◆ **Records for this exercise**:

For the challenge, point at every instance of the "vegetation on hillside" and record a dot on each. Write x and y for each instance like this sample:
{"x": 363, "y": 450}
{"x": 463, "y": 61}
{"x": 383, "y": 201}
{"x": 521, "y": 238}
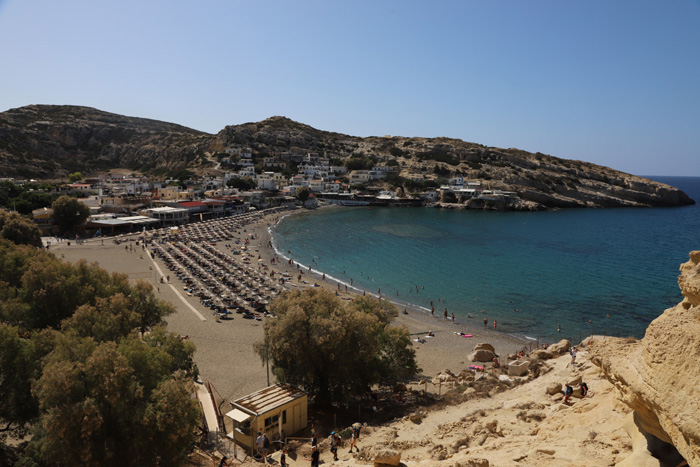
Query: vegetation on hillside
{"x": 87, "y": 368}
{"x": 336, "y": 351}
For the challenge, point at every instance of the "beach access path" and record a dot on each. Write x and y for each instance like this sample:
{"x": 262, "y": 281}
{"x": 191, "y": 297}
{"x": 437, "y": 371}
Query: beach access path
{"x": 224, "y": 352}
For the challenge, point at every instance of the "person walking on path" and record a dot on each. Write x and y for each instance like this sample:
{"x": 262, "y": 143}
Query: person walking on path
{"x": 259, "y": 441}
{"x": 314, "y": 457}
{"x": 354, "y": 436}
{"x": 335, "y": 441}
{"x": 266, "y": 447}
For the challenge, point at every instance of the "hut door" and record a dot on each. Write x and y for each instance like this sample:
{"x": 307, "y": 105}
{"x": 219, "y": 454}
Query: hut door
{"x": 296, "y": 418}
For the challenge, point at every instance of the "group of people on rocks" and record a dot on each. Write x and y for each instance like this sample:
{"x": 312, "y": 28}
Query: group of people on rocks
{"x": 263, "y": 447}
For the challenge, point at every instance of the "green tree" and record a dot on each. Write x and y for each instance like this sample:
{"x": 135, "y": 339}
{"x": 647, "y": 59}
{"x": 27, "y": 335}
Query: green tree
{"x": 69, "y": 212}
{"x": 303, "y": 194}
{"x": 112, "y": 404}
{"x": 19, "y": 229}
{"x": 19, "y": 364}
{"x": 333, "y": 350}
{"x": 74, "y": 177}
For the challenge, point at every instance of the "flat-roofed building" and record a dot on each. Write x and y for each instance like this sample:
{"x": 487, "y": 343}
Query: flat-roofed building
{"x": 279, "y": 410}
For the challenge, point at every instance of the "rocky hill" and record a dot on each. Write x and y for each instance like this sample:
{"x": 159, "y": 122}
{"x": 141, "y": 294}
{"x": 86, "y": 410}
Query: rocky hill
{"x": 49, "y": 141}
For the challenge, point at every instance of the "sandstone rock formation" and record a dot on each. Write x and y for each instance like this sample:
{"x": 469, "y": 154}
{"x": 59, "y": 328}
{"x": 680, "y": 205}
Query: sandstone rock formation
{"x": 658, "y": 376}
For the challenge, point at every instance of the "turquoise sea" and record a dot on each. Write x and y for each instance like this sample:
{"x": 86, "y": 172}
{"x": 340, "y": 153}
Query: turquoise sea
{"x": 530, "y": 271}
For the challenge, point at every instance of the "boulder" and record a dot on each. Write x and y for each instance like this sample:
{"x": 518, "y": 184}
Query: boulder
{"x": 541, "y": 354}
{"x": 484, "y": 346}
{"x": 482, "y": 355}
{"x": 560, "y": 348}
{"x": 658, "y": 375}
{"x": 518, "y": 368}
{"x": 384, "y": 456}
{"x": 575, "y": 382}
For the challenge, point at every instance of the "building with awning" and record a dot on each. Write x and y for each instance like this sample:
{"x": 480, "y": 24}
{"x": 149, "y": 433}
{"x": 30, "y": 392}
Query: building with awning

◆ **Brief**: None of the pictures should appear; repeat the records exactly otherwise.

◆ **Exercise answer**:
For the challenge, point at every instance of the "vegetation on hillside" and record a dot on each. Write x and y for each instance like this sample:
{"x": 363, "y": 450}
{"x": 463, "y": 61}
{"x": 383, "y": 201}
{"x": 521, "y": 238}
Query: vegetation on hillside
{"x": 87, "y": 368}
{"x": 336, "y": 351}
For the challenge, point at every instance of the "beach access path" and record a dot on each. Write x and y for each instance like this sample:
{"x": 262, "y": 281}
{"x": 191, "y": 297}
{"x": 437, "y": 371}
Query: beach access path
{"x": 224, "y": 352}
For the challenge, point at every instance of the "person walking on path" and record a dot on each. Write x and y for each instance like this sample:
{"x": 262, "y": 143}
Query: person walking on path
{"x": 259, "y": 441}
{"x": 314, "y": 457}
{"x": 354, "y": 436}
{"x": 335, "y": 441}
{"x": 266, "y": 447}
For the challenge, point at every instance of the "hut door" and record a dot on each. Write x and y for each instance like this sample:
{"x": 307, "y": 105}
{"x": 219, "y": 454}
Query: hut door
{"x": 296, "y": 418}
For the challenge, point at every instance of the "group of people on rocks" and record a dot on each. Write x and y for each instance like this sample:
{"x": 312, "y": 28}
Query: group of people on rocks
{"x": 263, "y": 447}
For the challenge, point at every instance of the "green tree" and record a dot on each. Write x and y for each instance like this sample:
{"x": 135, "y": 339}
{"x": 647, "y": 59}
{"x": 27, "y": 335}
Query: green tree
{"x": 69, "y": 212}
{"x": 303, "y": 194}
{"x": 112, "y": 404}
{"x": 19, "y": 229}
{"x": 19, "y": 364}
{"x": 333, "y": 350}
{"x": 74, "y": 177}
For the challenge, point at every instance of the "flat-roofed building" and record a dot on each. Write x and y for each instance like this sample:
{"x": 487, "y": 343}
Query: flat-roofed building
{"x": 279, "y": 410}
For the challenge, point at every instance of the "rocky hill" and record a dot on each. Write x and y for each instance like this sample:
{"x": 159, "y": 122}
{"x": 141, "y": 294}
{"x": 86, "y": 410}
Query: rocky hill
{"x": 49, "y": 141}
For the challenge, point at every instance of the "sandstone rock formation" and record a dot on each. Write x and y for each instance like this sample:
{"x": 469, "y": 154}
{"x": 59, "y": 328}
{"x": 680, "y": 205}
Query: sandstone rock formation
{"x": 658, "y": 376}
For the challenge, point at every instance of the "turquoise sea" and record a dot on each. Write x and y for each instance like this sample:
{"x": 86, "y": 172}
{"x": 340, "y": 153}
Query: turquoise sea
{"x": 530, "y": 271}
For the challenge, point at every instance of the "boulder" and record a dot on each. Write x and y for each instance like this sample:
{"x": 518, "y": 184}
Query: boulder
{"x": 541, "y": 354}
{"x": 484, "y": 346}
{"x": 482, "y": 355}
{"x": 560, "y": 348}
{"x": 658, "y": 375}
{"x": 518, "y": 368}
{"x": 384, "y": 456}
{"x": 575, "y": 382}
For the challenge, point at every instance of the "building with awning" and record a dot on each. Write x and y for each instance like this sample:
{"x": 480, "y": 24}
{"x": 149, "y": 433}
{"x": 30, "y": 392}
Query: building with awning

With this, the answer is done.